— begin DATA TO USE —
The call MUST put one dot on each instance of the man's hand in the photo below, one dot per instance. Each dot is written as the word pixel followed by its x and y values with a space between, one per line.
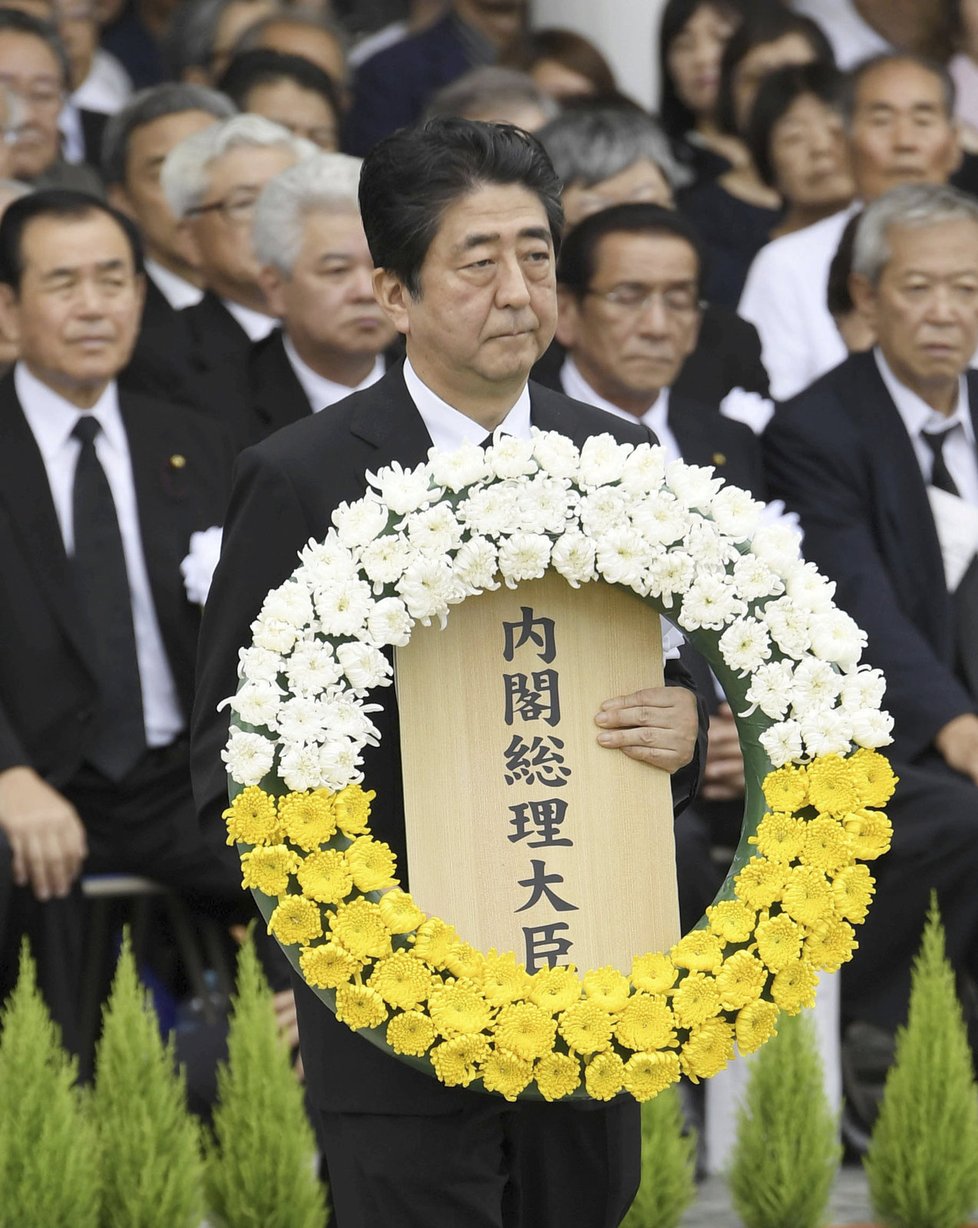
pixel 957 742
pixel 656 726
pixel 723 776
pixel 46 834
— end DATA TO USE —
#### EXERCISE BRIEF:
Present every line of the entries above as a numbered list, skipping any blank lines and leaving out the pictures.

#### SOLVED PROBLEM:
1. The call MUST put one dot on each instance of the man's hand in the photo below, one dot per instance. Each dot is written as the word pixel followed by its x and y values with a space between, one per line.
2. pixel 957 742
3. pixel 656 726
4. pixel 723 776
5. pixel 46 834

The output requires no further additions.